-- Aim of the task --
Which lines of the entries contain the string "bare"? Please find them and copy them.

-- Provided records --
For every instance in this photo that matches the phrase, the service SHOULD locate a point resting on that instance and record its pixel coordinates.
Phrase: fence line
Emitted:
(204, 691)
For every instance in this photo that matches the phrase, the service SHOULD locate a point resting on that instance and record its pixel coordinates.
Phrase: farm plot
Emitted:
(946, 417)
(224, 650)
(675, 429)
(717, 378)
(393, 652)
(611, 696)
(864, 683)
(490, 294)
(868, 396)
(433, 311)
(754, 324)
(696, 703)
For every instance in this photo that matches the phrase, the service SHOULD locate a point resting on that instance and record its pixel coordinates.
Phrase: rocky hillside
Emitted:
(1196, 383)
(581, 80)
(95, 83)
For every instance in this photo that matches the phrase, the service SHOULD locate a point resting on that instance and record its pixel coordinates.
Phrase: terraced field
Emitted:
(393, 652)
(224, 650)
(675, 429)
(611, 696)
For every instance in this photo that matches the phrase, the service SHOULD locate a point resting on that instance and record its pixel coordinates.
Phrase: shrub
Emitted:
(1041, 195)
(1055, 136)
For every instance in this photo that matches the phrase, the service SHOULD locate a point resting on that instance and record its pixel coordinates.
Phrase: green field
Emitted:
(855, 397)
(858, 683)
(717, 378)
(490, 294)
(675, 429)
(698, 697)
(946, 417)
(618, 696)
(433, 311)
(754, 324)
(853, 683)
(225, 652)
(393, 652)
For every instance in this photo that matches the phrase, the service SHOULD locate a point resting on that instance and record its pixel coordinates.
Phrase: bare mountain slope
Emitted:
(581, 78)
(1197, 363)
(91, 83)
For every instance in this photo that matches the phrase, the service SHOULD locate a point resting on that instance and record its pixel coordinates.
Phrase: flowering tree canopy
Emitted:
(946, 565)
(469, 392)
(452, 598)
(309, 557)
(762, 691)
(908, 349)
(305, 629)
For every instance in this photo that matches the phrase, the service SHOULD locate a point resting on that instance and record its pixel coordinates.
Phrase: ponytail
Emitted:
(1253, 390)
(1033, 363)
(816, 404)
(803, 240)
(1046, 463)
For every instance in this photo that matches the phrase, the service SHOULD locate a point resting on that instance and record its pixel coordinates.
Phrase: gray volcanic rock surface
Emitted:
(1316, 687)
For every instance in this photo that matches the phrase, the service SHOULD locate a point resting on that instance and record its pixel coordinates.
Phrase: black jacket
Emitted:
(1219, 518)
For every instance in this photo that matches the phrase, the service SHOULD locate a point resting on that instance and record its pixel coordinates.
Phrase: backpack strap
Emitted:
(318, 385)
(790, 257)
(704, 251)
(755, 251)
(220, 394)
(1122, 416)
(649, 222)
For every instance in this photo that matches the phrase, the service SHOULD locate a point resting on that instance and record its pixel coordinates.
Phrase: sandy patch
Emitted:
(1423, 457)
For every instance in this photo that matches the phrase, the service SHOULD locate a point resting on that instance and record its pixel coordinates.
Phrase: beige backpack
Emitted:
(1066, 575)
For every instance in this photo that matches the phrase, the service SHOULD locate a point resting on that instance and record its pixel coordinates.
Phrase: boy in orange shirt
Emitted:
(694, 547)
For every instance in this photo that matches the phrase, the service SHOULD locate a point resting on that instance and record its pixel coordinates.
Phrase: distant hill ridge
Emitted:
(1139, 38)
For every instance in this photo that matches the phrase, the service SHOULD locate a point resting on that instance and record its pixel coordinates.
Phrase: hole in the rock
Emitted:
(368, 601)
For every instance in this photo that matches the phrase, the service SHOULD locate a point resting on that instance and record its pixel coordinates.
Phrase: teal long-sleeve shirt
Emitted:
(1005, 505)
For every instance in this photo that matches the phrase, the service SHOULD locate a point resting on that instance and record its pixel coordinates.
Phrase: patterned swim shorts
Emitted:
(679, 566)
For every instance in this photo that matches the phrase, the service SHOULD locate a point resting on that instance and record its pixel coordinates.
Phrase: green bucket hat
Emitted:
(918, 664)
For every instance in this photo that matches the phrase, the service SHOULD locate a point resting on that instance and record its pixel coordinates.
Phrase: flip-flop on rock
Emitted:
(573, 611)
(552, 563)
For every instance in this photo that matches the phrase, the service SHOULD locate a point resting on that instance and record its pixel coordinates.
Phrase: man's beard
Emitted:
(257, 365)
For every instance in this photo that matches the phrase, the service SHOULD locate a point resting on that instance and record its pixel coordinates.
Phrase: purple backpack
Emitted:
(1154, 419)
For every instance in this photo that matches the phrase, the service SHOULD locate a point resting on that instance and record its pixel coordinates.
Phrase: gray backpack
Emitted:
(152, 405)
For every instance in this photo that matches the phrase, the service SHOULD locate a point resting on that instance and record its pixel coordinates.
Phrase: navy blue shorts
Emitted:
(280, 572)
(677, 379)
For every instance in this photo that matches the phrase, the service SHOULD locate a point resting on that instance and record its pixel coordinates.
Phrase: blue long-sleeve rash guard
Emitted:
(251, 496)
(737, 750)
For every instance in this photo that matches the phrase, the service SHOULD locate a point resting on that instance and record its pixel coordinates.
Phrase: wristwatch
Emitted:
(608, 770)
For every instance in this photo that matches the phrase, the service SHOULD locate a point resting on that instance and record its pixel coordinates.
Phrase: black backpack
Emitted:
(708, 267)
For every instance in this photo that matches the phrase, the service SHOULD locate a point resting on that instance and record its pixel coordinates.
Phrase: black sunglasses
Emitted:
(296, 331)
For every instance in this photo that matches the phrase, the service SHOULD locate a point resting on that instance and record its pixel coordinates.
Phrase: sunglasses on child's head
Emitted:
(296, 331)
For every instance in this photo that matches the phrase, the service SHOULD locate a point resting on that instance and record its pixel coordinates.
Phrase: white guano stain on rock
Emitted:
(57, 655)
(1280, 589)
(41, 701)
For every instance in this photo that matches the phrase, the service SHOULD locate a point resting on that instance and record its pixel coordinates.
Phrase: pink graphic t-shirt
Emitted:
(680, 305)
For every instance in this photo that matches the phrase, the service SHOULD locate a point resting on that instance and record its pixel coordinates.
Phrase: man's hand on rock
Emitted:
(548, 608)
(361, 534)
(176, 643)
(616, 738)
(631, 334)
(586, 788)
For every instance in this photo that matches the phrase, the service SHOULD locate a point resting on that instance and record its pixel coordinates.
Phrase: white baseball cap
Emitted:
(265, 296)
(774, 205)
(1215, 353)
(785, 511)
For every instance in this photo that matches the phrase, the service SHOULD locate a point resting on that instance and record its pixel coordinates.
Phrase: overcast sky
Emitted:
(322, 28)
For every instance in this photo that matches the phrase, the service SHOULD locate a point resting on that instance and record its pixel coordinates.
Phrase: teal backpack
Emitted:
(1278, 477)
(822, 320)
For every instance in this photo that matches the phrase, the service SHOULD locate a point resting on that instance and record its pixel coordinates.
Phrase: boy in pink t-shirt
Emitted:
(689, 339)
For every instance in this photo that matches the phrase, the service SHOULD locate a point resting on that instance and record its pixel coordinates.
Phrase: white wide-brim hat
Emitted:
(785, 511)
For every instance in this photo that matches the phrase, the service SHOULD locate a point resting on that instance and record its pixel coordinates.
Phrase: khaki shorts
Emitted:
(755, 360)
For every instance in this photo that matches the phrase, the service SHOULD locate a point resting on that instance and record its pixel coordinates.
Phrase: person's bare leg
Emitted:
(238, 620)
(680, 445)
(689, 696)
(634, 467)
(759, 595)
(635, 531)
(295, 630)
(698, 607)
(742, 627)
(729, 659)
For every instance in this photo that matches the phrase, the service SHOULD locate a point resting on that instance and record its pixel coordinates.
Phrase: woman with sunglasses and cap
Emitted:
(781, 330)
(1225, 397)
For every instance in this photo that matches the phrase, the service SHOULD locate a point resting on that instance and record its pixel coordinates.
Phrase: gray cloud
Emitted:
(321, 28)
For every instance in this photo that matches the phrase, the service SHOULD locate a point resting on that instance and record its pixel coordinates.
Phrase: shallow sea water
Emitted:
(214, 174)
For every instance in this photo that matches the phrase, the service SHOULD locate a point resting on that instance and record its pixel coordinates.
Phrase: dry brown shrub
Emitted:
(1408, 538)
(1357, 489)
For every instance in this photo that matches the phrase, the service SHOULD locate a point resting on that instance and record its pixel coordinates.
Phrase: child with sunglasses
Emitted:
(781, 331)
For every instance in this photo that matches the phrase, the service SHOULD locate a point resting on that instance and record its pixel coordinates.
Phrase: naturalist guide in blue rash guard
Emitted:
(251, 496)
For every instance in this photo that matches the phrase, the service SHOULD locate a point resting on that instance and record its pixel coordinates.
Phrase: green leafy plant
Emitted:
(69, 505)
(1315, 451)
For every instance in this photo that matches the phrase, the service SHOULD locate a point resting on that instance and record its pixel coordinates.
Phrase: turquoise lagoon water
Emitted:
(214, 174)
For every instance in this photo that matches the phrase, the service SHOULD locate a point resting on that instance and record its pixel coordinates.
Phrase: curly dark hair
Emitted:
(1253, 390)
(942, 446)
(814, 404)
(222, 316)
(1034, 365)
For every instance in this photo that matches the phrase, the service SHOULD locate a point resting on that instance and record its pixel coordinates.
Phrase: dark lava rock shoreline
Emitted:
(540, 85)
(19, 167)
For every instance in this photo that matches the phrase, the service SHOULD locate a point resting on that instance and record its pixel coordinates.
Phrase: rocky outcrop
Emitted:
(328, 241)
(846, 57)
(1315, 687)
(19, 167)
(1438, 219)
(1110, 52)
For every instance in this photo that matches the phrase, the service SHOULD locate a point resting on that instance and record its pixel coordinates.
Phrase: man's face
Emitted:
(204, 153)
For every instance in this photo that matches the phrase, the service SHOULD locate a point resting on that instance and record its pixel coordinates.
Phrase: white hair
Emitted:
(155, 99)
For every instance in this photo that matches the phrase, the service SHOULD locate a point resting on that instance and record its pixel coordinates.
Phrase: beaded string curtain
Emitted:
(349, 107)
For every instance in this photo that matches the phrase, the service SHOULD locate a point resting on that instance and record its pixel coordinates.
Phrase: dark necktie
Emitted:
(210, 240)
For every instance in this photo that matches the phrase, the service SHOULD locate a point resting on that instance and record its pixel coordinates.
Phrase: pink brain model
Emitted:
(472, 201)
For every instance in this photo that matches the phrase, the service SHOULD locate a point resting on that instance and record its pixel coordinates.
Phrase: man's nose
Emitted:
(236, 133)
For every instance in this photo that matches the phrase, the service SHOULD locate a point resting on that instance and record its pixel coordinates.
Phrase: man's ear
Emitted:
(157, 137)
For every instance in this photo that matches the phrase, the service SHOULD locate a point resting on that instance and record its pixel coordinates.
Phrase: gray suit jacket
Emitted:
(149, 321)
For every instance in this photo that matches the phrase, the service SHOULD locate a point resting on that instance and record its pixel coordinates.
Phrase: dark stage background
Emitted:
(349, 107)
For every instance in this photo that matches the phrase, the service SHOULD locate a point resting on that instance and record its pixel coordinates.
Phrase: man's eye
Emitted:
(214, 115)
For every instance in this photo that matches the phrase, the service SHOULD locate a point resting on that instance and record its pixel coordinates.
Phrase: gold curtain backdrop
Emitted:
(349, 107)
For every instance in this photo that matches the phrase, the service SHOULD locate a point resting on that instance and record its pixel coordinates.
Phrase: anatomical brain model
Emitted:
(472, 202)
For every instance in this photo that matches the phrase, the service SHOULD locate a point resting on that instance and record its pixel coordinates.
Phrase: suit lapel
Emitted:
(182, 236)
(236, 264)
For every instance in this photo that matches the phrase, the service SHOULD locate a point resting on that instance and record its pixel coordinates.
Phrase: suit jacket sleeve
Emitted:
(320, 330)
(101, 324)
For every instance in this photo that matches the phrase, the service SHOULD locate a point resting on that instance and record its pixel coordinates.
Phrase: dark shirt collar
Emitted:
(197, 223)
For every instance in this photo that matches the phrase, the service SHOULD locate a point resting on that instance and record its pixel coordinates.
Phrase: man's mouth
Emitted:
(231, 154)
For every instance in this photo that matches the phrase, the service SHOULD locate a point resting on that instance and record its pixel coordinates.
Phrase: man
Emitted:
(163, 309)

-- Response area --
Phrase: bare mountain slope
Phrase: person's bare leg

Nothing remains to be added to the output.